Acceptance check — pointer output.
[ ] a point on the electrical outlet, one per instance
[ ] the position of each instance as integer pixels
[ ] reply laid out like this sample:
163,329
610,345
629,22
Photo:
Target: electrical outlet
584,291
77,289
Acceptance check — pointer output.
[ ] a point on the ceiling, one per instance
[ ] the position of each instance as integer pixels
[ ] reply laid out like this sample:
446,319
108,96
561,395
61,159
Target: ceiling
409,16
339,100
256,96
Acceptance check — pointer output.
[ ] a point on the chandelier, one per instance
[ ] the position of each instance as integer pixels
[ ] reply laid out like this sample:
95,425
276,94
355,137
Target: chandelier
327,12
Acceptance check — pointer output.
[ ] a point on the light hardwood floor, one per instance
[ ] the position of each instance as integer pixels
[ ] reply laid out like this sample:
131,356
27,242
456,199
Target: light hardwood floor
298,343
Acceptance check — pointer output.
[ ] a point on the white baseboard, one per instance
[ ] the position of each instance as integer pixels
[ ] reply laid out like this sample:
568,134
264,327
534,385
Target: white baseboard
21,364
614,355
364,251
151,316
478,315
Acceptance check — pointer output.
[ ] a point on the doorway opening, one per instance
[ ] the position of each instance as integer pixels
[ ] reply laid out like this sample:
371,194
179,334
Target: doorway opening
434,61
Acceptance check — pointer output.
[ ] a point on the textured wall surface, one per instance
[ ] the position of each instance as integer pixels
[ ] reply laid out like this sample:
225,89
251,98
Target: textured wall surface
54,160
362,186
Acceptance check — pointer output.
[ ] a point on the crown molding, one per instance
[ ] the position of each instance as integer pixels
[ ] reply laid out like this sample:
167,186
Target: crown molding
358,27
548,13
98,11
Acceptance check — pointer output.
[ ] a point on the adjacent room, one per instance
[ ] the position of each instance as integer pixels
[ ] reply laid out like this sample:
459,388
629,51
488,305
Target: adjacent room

▶ _Problem statement_
Copy all of the data above line for line, with no changes.

▶ _Task answer_
Acceptance check — pointer output.
[ ] a point on the electrical outlet, one per instance
[ ] the position of each instance as integer pixels
[ ] reply laid out like this sample:
163,329
610,345
629,22
Photo:
Target: electrical outlet
584,291
77,289
Acceptance check — pointer output.
[ ] a point on the ceiling, one per instance
[ ] the position of each instance as integer pixels
[ ] reply laid out like this sample:
446,319
108,96
561,395
61,159
Target: ceiling
409,16
339,100
256,96
Acceptance check — pointer output.
[ ] a point on the chandelier, one per instance
[ ] the position of each instance as integer pixels
[ ] reply laid out like this sample:
95,425
276,94
355,137
Target: chandelier
327,12
Acceptance check — pointer output.
[ ] a point on the light hardwood floor, one per instance
[ ] the position of each instance as integer pixels
[ ] reply laid out like this sample:
131,356
27,242
456,199
Target: light hardwood floor
298,343
Acceptance check — pointer output.
[ ] a point on the white baseboard, one per instance
[ ] the position of each instance as integer pixels
[ ] reply laid out like this sample:
568,134
264,327
534,385
Target: white baseboard
21,364
614,355
364,251
151,316
478,315
Acceptance check — pointer output.
[ ] a point on the doorway opening, one per instance
[ ] the position of each instance as integer pixels
[ ] reply laid out like this sample:
371,194
179,334
Target: doorway opening
434,61
Acceptance check — pointer output.
[ ] a point on the textured wall surface, one per instance
[ ] the position of each instance as integer pixels
[ ] reply laid out like this sample:
225,89
251,98
Target: textured wall surface
54,160
362,186
Acceptance check — pointer output.
[ ] a point on the crown molding, one per instance
[ ] the position of each instance as integer pixels
[ ] reply laid out like this sample:
167,186
Target: crown molding
358,27
548,13
98,11
Acceptance check — pointer output.
[ ] a point on the adjacent room, one per instance
[ ] the position of each instance as integer pixels
[ ] reply laid out like this sample:
459,388
629,51
488,305
Target: adjacent room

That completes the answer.